___ GIVEN PASSAGE

2006-03-27 Thread Damyan Ivanov
Walter Landry wrote:
 Mike Hommey [EMAIL PROTECTED] wrote:
 On Sun, Mar 26, 2006 at 04:21:31PM +0200, Joerg Jaspert [EMAIL PROTECTED] 
 wrote:
 Hi

 Whats debian-legals position about the MPL?
 Looking at google I see a lot of Summary - non-free and Not really
 non-free mails.
 It is indeed non-free.
 
 It is, in fact, not distributable as an executable by Debian.  It
 requires keeping the source around for every binary for at least six
 months.
 
 It also has problems with choice of venue.

If MPL is cast on stone as non-distributable, I guess I must take the
necessary steps to get firebird2 out of the archive?

firebird2 uses Interbase Public License 1.0 and Initial Developer
Public License (1.0), both of which are MPL-based with Mozilla
Foundation replaced with Borland and Initial developer
respectively. Both IPL and IDPL have source of venue clauses and
requirement to keep source available for some fixed period of time.

______
___ SUPPLIED DATA

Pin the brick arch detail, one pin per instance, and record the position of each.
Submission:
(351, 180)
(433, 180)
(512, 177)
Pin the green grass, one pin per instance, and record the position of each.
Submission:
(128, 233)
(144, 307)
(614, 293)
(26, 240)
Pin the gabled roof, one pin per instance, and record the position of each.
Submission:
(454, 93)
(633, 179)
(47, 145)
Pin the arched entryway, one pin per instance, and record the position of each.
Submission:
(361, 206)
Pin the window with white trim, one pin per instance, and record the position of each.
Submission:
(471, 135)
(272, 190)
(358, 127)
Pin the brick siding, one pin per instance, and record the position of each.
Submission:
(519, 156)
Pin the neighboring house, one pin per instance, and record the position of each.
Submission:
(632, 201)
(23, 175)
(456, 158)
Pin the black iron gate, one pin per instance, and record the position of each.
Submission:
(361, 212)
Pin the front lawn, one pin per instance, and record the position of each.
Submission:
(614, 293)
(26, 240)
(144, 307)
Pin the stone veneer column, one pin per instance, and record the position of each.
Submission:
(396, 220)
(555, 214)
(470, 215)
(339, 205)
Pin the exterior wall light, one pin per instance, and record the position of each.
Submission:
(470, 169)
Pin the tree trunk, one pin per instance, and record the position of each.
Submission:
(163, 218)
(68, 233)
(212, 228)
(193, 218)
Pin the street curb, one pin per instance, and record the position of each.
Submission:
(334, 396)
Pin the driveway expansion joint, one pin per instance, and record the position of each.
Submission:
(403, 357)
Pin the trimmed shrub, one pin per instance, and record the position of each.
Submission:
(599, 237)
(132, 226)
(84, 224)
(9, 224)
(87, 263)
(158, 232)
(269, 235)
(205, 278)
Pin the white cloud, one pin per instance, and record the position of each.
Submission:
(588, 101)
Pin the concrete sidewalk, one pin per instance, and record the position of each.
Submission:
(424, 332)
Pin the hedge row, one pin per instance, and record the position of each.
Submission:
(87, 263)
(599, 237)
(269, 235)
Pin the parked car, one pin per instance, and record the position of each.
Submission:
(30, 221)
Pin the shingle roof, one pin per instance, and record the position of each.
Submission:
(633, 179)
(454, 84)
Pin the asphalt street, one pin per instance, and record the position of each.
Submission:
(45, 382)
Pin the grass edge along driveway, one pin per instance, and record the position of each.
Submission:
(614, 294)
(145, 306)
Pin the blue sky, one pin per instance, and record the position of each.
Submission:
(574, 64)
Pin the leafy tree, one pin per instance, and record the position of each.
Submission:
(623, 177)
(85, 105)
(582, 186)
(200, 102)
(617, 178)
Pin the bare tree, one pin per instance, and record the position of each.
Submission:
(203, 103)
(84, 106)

______

**OBJECTIVE**: According to the thread on the MPL, for how long does the license require keeping the source around for every binary? The entries are separate material, unconnected to the thread on the MPL.

**SOLVED PROBLEM**: At least six months.